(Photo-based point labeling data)
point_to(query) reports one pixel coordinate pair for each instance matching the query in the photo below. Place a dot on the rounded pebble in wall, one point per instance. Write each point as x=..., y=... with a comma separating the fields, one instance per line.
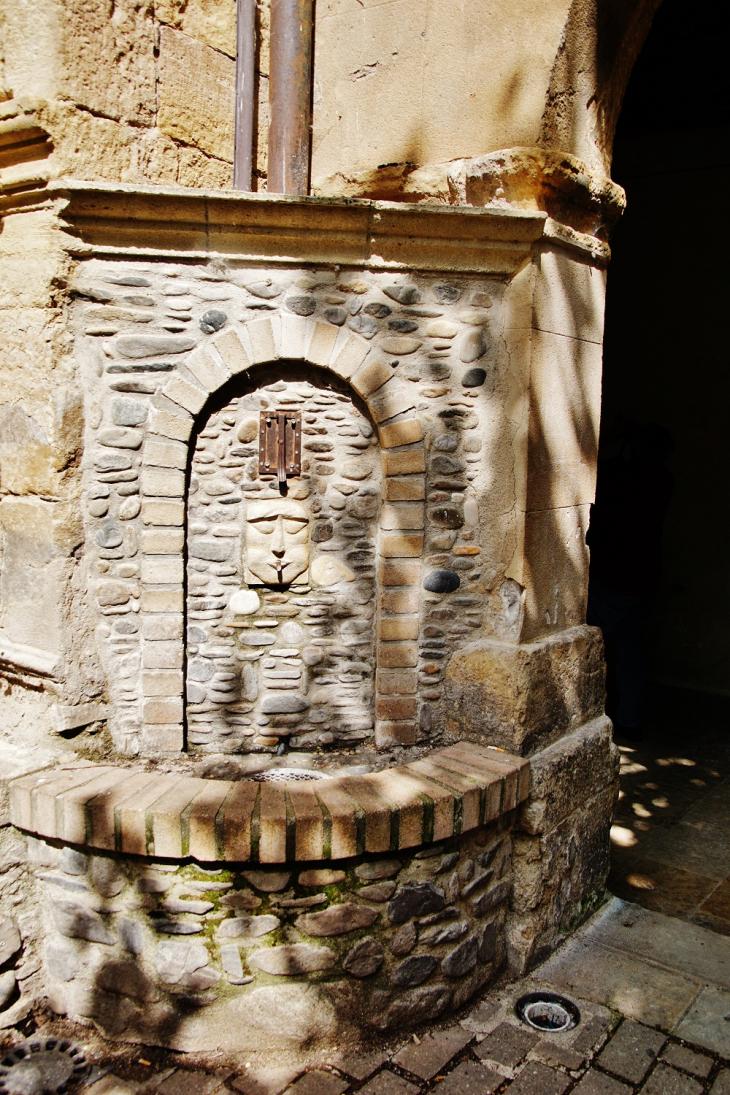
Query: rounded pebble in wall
x=441, y=581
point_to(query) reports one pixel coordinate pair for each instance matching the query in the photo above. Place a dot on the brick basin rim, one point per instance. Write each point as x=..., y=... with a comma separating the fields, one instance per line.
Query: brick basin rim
x=127, y=810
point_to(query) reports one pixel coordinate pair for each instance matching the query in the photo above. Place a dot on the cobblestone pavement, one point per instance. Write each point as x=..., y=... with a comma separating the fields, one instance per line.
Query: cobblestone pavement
x=653, y=995
x=671, y=833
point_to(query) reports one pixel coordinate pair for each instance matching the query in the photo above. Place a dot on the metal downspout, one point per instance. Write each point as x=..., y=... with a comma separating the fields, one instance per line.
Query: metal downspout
x=243, y=148
x=290, y=95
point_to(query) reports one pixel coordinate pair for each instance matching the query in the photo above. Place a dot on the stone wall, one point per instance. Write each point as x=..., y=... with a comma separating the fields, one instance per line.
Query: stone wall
x=148, y=95
x=252, y=957
x=435, y=346
x=264, y=664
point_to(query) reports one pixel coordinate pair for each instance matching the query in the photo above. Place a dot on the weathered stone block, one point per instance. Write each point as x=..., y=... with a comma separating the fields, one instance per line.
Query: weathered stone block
x=525, y=696
x=562, y=774
x=404, y=462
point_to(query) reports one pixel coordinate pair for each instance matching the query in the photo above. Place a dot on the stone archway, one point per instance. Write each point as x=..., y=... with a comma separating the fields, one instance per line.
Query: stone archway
x=401, y=531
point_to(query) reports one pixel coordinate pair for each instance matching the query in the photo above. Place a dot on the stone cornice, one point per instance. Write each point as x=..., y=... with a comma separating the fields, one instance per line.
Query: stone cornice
x=160, y=221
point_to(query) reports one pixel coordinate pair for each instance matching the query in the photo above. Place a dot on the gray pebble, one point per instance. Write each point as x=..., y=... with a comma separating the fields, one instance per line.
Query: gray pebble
x=212, y=320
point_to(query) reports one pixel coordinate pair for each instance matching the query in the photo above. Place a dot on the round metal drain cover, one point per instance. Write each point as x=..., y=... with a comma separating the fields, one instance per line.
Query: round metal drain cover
x=287, y=774
x=42, y=1067
x=547, y=1012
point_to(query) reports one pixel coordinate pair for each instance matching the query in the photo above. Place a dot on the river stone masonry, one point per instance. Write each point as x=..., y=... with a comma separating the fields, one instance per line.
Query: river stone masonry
x=403, y=573
x=379, y=928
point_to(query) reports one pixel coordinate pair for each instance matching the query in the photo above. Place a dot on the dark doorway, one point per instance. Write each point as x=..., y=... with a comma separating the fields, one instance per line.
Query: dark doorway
x=665, y=360
x=667, y=354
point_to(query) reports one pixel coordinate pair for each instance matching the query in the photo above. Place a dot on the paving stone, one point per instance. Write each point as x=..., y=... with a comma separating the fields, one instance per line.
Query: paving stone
x=665, y=1081
x=190, y=1083
x=481, y=1018
x=387, y=1083
x=264, y=1081
x=319, y=1083
x=598, y=1083
x=111, y=1085
x=471, y=1079
x=680, y=1057
x=625, y=983
x=433, y=1052
x=590, y=1034
x=705, y=1024
x=507, y=1045
x=670, y=942
x=537, y=1079
x=632, y=1051
x=361, y=1065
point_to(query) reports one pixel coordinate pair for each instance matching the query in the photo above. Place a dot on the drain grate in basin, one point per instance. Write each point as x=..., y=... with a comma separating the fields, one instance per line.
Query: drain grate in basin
x=42, y=1067
x=547, y=1012
x=287, y=774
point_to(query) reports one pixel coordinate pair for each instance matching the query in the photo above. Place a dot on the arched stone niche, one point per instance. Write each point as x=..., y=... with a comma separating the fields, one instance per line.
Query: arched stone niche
x=384, y=700
x=281, y=599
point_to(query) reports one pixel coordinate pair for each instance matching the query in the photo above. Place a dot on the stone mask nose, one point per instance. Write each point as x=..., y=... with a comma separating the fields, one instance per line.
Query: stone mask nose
x=278, y=543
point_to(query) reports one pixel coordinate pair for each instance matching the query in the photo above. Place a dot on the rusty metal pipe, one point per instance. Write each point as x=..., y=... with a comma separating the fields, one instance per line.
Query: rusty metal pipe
x=290, y=96
x=245, y=46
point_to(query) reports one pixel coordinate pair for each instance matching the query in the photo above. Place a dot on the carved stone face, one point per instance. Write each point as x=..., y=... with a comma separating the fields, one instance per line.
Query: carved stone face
x=276, y=541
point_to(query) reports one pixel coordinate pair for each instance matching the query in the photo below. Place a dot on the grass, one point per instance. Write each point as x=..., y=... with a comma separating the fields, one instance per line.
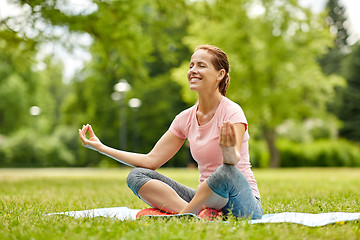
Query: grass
x=26, y=195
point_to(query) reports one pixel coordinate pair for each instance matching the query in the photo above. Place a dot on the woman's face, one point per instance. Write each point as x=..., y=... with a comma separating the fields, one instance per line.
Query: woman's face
x=202, y=75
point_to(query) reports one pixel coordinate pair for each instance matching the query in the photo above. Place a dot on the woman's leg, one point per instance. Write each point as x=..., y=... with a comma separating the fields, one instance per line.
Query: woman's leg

* _Aim of the exercise_
Recast every line of the entries above as a JSON list of strings, one string per line, skipping blank lines. Leave the pictures out.

* _Output_
[
  "point_to(query) reports one pixel coordinate pair for each instance matching the query in the photo below. Place a dot on the rounded pebble in wall, one point per instance. Write each point as x=..., y=... with a comma separating the fields, one instance per line.",
  "Query: rounded pebble in wall",
  "x=441, y=581",
  "point_to(query) reports one pixel coordinate pair for each instance matching the query in the photo above. Place a dot on the brick basin rim, one point per instance. Write each point as x=..., y=... with a comma separating the fields, one instance per line.",
  "Query: brick basin rim",
  "x=127, y=810",
  "point_to(query) reports one pixel coordinate pair for each instance matching the query in the photo above. Place a dot on the cobblestone pavement, one point per instance. Write each point as x=..., y=... with a comma separating the fields, one instance per line.",
  "Query: cobblestone pavement",
  "x=653, y=995",
  "x=671, y=833",
  "point_to(query) reports one pixel coordinate pair for each instance matching the query in the photo above. Place a dot on the metal downspout, one point per instance. Write each point as x=..., y=... with a comma separating the fields, one instance per line.",
  "Query: metal downspout",
  "x=243, y=148",
  "x=290, y=95",
  "point_to(query) reports one pixel coordinate pair for each instance matching the query in the photo above. Place a dot on the stone wall, one point per instance. Write each point as x=..., y=... with a comma separating the fields, one instance per line.",
  "Query: stone wall",
  "x=148, y=95",
  "x=252, y=957",
  "x=435, y=346",
  "x=264, y=664",
  "point_to(query) reports one pixel coordinate pair for each instance matching the query in the photo above. Place a dot on the weathered stone block, one point per instance. Write each point as x=..., y=... with a comma separating the fields, one instance per line.",
  "Query: weathered stone block",
  "x=525, y=696",
  "x=562, y=774",
  "x=404, y=462",
  "point_to(query) reports one pixel coordinate pair for each instance matching the query in the photo above. Place a dot on the stone archway, one point per instance. Write each point as x=..., y=... with a comma separating the fields, one instance per line.",
  "Query: stone archway",
  "x=401, y=531",
  "point_to(query) reports one pixel coordinate pair for each instance matching the query in the photo above. Place a dot on the stone cornice, one point per instance. Write each point as x=..., y=... with a comma separating the fields, one instance per line.",
  "Query: stone cornice",
  "x=160, y=221",
  "point_to(query) reports one pixel coordinate pair for each instance matching the query in the photo above. Place a dot on the gray pebble, one point per instance. Write each point as x=..., y=... with a comma separating the fields, one instance per line.",
  "Query: gray pebble",
  "x=212, y=320",
  "point_to(query) reports one pixel coordinate pair for each instance matching the query in the photo above. Place a dot on the round metal drain cover, one point per instance. Write each point as x=..., y=... with a comma separating the fields, one instance per line.",
  "Query: round metal drain cover",
  "x=287, y=774",
  "x=42, y=1067",
  "x=547, y=1012",
  "point_to(query) reports one pixel coordinate pair for each instance matching the query in the photo above. Place a dot on the river stone masonry, one point per instance. Write each point as x=..., y=... with a comma separating the fields, one instance per line.",
  "Query: river stone masonry",
  "x=403, y=573",
  "x=379, y=928",
  "point_to(query) reports one pixel coordinate pair for each instance matching the query in the photo above. Place a dot on the dark doorway, one point per instance. Write each point as x=..., y=... with a comma separating the fields, one instance per line.",
  "Query: dark doorway",
  "x=665, y=360",
  "x=667, y=354",
  "point_to(query) reports one pixel coordinate pair for each instance matching the query in the photo above. Place a dot on the paving stone, one point per instance. Write each point as x=..., y=... with a comma separating the fields, one instance per line.",
  "Query: paving stone",
  "x=665, y=1081",
  "x=190, y=1083",
  "x=481, y=1018",
  "x=387, y=1083",
  "x=264, y=1081",
  "x=319, y=1083",
  "x=598, y=1083",
  "x=111, y=1085",
  "x=471, y=1079",
  "x=680, y=1057",
  "x=625, y=983",
  "x=433, y=1052",
  "x=590, y=1034",
  "x=705, y=1024",
  "x=507, y=1045",
  "x=670, y=942",
  "x=537, y=1079",
  "x=632, y=1051",
  "x=361, y=1065",
  "point_to(query) reports one pixel coordinate pair for each instance matching the query in the photo above. Place a dot on the drain grate in basin, one point per instance. Write each point as x=..., y=... with a comma separating the fields, one instance per line.",
  "Query: drain grate in basin",
  "x=42, y=1067",
  "x=547, y=1012",
  "x=287, y=774",
  "point_to(query) reports one pixel coordinate pair for each instance matching the query in the photo above. Place a dot on the arched stone niche, one point per instance. Write each point as x=..., y=... with a comma separating the fields, one instance per line.",
  "Query: arched stone niche",
  "x=384, y=700",
  "x=281, y=599",
  "point_to(query) reports one pixel coordinate pair for each instance matching the query in the photo above. Place a dot on the stone mask nose, one point per instance. Write each point as x=..., y=... with a comma separating the fields, one instance per line.",
  "Query: stone mask nose",
  "x=278, y=543",
  "point_to(query) reports one pixel coordinate pair for each instance matching the query in the photo above. Place a dot on the rusty metal pipe, one point per instance. Write each point as x=..., y=... with a comma separating the fields, one instance per line.",
  "Query: rusty metal pipe",
  "x=290, y=96",
  "x=245, y=46",
  "point_to(query) reports one pixel coordinate pair for each instance matching the query in the photo above. Place a dot on the carved stone face, one point per instance. Write each point as x=..., y=... with a comma separating the fields, one instance per line.",
  "Query: carved stone face",
  "x=276, y=541",
  "point_to(query) reports one pixel coordinate pair for each instance matching the query in the photo below. Place a dot on the grass, one point per instance. Write each point as x=..., y=... with a comma separating the fields, one instance per line.",
  "Query: grass",
  "x=26, y=195",
  "point_to(query) reports one pixel coordinate pair for each instance matching the query in the photo above. Place a dot on the woman's face, one point per instance. Write each point as x=..., y=... with a comma separating the fields, one instance per line.",
  "Query: woman's face",
  "x=202, y=75",
  "point_to(query) reports one pixel coordinate pair for each instance matching the query in the photo above. Place a dot on the woman's leg, one point per instance. Write each point as x=..., y=... with a comma separating the fields, one instance per line.",
  "Query: woman's leg"
]